§ **Given instruction**
Copy the records below verbatim, starting with the line that contains "Outline dark blue jacket." and going on through the end of the records.

§ **Listing**

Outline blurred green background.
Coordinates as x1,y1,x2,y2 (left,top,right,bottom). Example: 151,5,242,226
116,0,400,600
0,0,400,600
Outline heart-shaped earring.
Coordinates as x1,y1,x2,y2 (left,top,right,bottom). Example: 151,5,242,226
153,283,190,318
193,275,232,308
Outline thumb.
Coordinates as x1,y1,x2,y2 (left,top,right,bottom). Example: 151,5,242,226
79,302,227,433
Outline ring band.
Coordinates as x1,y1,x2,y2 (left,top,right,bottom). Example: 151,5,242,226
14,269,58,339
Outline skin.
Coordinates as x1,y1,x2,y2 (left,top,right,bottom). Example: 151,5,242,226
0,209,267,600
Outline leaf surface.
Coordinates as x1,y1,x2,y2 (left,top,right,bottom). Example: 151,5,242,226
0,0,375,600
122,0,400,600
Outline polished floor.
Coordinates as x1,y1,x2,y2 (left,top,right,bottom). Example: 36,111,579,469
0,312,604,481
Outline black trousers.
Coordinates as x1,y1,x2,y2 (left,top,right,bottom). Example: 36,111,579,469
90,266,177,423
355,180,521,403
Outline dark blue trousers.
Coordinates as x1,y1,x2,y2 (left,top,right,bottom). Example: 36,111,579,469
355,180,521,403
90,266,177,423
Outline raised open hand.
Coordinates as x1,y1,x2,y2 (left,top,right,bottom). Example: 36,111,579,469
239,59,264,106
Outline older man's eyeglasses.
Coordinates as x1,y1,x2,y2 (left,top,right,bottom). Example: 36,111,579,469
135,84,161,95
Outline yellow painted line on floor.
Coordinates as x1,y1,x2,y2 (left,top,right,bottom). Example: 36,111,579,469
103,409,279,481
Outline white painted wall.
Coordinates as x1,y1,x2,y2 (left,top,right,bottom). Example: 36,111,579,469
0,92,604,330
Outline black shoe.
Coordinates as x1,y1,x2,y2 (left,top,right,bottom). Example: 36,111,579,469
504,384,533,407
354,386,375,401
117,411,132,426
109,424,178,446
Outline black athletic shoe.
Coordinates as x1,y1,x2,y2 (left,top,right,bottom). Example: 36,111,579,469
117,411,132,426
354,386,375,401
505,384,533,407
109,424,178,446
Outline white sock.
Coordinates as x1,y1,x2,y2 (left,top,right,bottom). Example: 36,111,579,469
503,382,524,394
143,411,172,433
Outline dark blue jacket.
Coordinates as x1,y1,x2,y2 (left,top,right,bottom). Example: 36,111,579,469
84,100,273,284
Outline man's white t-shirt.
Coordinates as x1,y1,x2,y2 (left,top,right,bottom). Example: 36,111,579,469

§ **Solution to this task**
Outline dark blue jacket.
Coordinates as x1,y1,x2,y2 (left,top,right,bottom). Example: 36,111,579,469
84,100,273,284
Outline man's white t-shirt.
Coordinates as x1,y1,x2,y2 (left,top,right,bottom). Example: 36,111,579,469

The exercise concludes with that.